Print the lines below verbatim, leaving out the pictures.

## Source records
# # # #

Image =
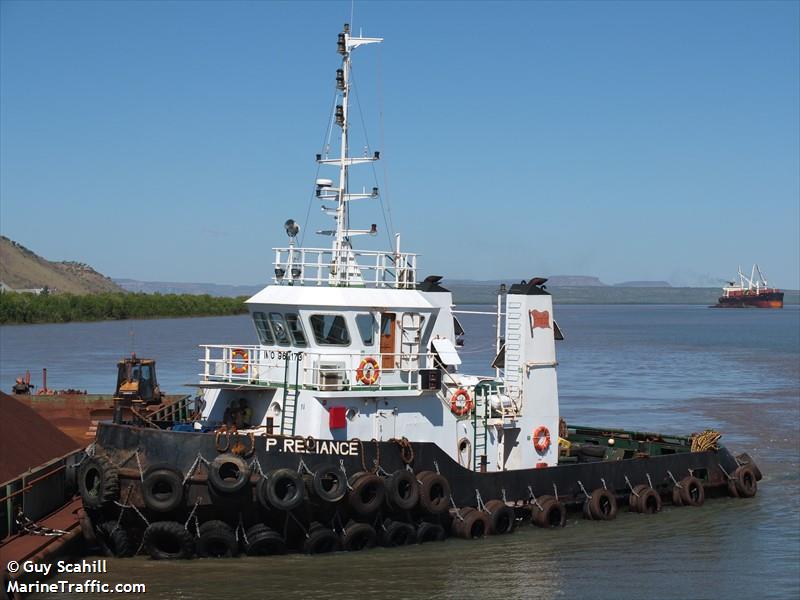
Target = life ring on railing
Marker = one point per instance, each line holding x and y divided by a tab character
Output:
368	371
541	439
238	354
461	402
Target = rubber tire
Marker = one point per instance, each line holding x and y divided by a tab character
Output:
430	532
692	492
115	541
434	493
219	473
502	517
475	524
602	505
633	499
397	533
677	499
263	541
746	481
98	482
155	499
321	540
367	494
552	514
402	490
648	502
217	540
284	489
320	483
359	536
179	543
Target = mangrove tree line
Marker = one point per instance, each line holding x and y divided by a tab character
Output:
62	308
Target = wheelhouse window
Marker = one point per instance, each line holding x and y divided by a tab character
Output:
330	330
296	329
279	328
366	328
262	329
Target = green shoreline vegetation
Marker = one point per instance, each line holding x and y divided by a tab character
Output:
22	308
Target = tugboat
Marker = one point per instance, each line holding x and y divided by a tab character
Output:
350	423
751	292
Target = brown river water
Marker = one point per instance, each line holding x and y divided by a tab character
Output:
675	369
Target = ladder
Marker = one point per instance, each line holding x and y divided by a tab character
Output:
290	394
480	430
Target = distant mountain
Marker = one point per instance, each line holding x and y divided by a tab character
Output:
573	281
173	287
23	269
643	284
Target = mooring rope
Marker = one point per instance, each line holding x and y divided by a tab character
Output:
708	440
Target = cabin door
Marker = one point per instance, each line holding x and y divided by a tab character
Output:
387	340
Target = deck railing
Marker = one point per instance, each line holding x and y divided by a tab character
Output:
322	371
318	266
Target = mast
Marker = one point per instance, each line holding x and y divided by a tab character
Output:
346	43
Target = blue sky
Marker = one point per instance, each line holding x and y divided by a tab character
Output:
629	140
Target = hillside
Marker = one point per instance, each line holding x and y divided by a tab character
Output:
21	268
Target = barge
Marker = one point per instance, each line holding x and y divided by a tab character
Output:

# # # #

## Task solution
Image =
Target = life ring on railing
Marker = one point per instance, each line holding x and y divided by a tab character
Output:
368	371
541	439
238	354
461	402
Target = rubber tire
Marker = one point per instance, each line holding x and y divided by a tab character
Output:
430	532
692	492
115	541
434	493
219	473
502	517
475	524
602	505
633	499
397	533
677	499
263	541
746	481
98	482
155	499
321	540
367	494
552	514
402	490
648	502
217	540
284	489
320	483
359	536
179	543
Target = mangrove tree line
Marker = one point per instance, each line holding x and y divided by a tab character
Output:
62	308
Target = wheelhouse window
Marker = one point per instance, each line holding x and y divided by a tab character
Output:
330	330
296	329
279	328
366	328
262	329
Target = green shoreline vegetation
Marker = one point per instance, each line holding x and y divided by a tab character
Output:
22	308
Target = tugboat
Marker = one point per instance, each line holding x and y divided by a tab character
Output:
350	423
751	292
Target = brown river water
Marker = one point per instance, each line holding x and y divided by a tab character
Output:
675	369
Target = ladder
Marker = one point per instance, each line holding x and y divided by a tab character
Output:
290	394
480	430
Target = distant mountain
Marker = one point per instance, each line holding x and y divided by a tab character
Output:
573	281
173	287
23	269
643	284
Target = mooring rope
Marker = one point per instance, each line holding x and y divided by a tab character
Output:
708	440
Target = cabin door
Marker = one point per instance, each line holding x and y divided by a tab character
Output:
387	340
Target = deck railing
Marker = one point per instance, each line holding x and y divided by a tab character
Output:
322	371
318	266
Target = mast
Marker = one point per instance, each line holding x and y divided by a tab character
Output:
346	43
Target = blue sky
Marker = one point per instance, each line holding x and y divided by a tab character
Output:
629	140
Target = hillside
Marker = one point per instance, each line holding x and y divided by a tab character
Output:
21	268
Target = barge
Marker = one point per instance, each line holding x and y divided by a tab character
Output:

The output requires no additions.